►

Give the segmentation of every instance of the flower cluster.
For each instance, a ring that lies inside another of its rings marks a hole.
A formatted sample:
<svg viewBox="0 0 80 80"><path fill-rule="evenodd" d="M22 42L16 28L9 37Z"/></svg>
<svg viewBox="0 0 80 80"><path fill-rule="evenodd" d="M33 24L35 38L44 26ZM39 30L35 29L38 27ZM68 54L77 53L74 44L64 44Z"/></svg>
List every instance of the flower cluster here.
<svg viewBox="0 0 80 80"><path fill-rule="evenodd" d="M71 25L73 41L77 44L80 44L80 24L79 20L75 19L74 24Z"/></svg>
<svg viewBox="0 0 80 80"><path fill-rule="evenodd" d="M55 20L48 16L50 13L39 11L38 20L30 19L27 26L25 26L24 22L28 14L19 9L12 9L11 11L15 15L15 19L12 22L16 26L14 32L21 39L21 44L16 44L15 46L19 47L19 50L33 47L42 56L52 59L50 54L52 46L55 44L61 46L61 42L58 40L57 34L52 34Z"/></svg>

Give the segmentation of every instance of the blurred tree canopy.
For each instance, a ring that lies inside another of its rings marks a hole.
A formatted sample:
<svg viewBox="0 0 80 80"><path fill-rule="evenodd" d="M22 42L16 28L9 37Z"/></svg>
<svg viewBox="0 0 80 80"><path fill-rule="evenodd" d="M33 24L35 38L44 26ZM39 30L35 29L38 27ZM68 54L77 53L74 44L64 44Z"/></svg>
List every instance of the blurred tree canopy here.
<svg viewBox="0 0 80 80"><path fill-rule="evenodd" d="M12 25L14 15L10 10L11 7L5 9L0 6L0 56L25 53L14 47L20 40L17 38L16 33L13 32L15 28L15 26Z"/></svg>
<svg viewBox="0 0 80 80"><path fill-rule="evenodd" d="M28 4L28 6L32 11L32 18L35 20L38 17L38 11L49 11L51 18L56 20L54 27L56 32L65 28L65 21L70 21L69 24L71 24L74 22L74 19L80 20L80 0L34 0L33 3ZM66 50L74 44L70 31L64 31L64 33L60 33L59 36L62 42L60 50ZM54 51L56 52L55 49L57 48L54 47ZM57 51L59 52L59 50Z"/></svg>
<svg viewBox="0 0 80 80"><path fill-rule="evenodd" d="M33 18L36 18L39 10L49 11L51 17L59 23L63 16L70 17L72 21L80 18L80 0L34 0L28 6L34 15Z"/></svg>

◄

- **Aim of the task**:
Reproduce every one of the entries above word for word, changing nothing.

- **Task solution**:
Give the segmentation of every instance of the flower cluster.
For each instance, a ring that lies inside another of its rings marks a hole.
A formatted sample:
<svg viewBox="0 0 80 80"><path fill-rule="evenodd" d="M22 42L16 28L9 37Z"/></svg>
<svg viewBox="0 0 80 80"><path fill-rule="evenodd" d="M33 24L35 38L44 26ZM39 30L35 29L38 27ZM68 54L77 53L74 44L64 44Z"/></svg>
List every instance of the flower cluster here.
<svg viewBox="0 0 80 80"><path fill-rule="evenodd" d="M71 25L73 41L77 44L80 44L80 24L79 20L75 19L74 24Z"/></svg>
<svg viewBox="0 0 80 80"><path fill-rule="evenodd" d="M55 20L48 16L50 13L39 11L38 20L30 19L27 26L25 26L24 22L28 14L19 9L12 9L11 11L15 15L15 19L12 22L16 26L14 32L21 39L21 44L16 44L15 46L19 47L19 50L33 47L42 56L52 59L50 54L52 46L55 44L61 46L61 42L58 40L57 34L52 34Z"/></svg>

Give the segmentation of every instance of the blurred tree canopy.
For each instance, a ring that lies inside another of its rings marks a hole.
A formatted sample:
<svg viewBox="0 0 80 80"><path fill-rule="evenodd" d="M22 42L16 28L9 37Z"/></svg>
<svg viewBox="0 0 80 80"><path fill-rule="evenodd" d="M33 24L35 38L44 26ZM39 30L35 29L38 27ZM68 54L77 53L74 44L64 44Z"/></svg>
List every instance of the blurred tree canopy here.
<svg viewBox="0 0 80 80"><path fill-rule="evenodd" d="M12 25L14 15L10 10L11 7L5 9L0 6L0 56L25 53L14 47L20 40L17 38L16 33L13 32L15 28L15 26Z"/></svg>
<svg viewBox="0 0 80 80"><path fill-rule="evenodd" d="M28 4L28 6L32 11L32 18L35 20L38 17L38 11L49 11L51 18L56 20L54 27L56 32L65 28L65 21L70 21L69 24L71 24L74 22L74 19L80 20L80 0L34 0L33 3ZM66 50L74 44L70 31L64 31L64 33L60 33L59 36L62 42L60 50ZM54 51L56 52L55 49L57 48L54 47ZM57 51L59 52L59 50Z"/></svg>
<svg viewBox="0 0 80 80"><path fill-rule="evenodd" d="M33 18L36 18L39 10L49 11L51 17L59 23L63 16L70 17L72 21L80 18L80 0L34 0L28 6L34 15Z"/></svg>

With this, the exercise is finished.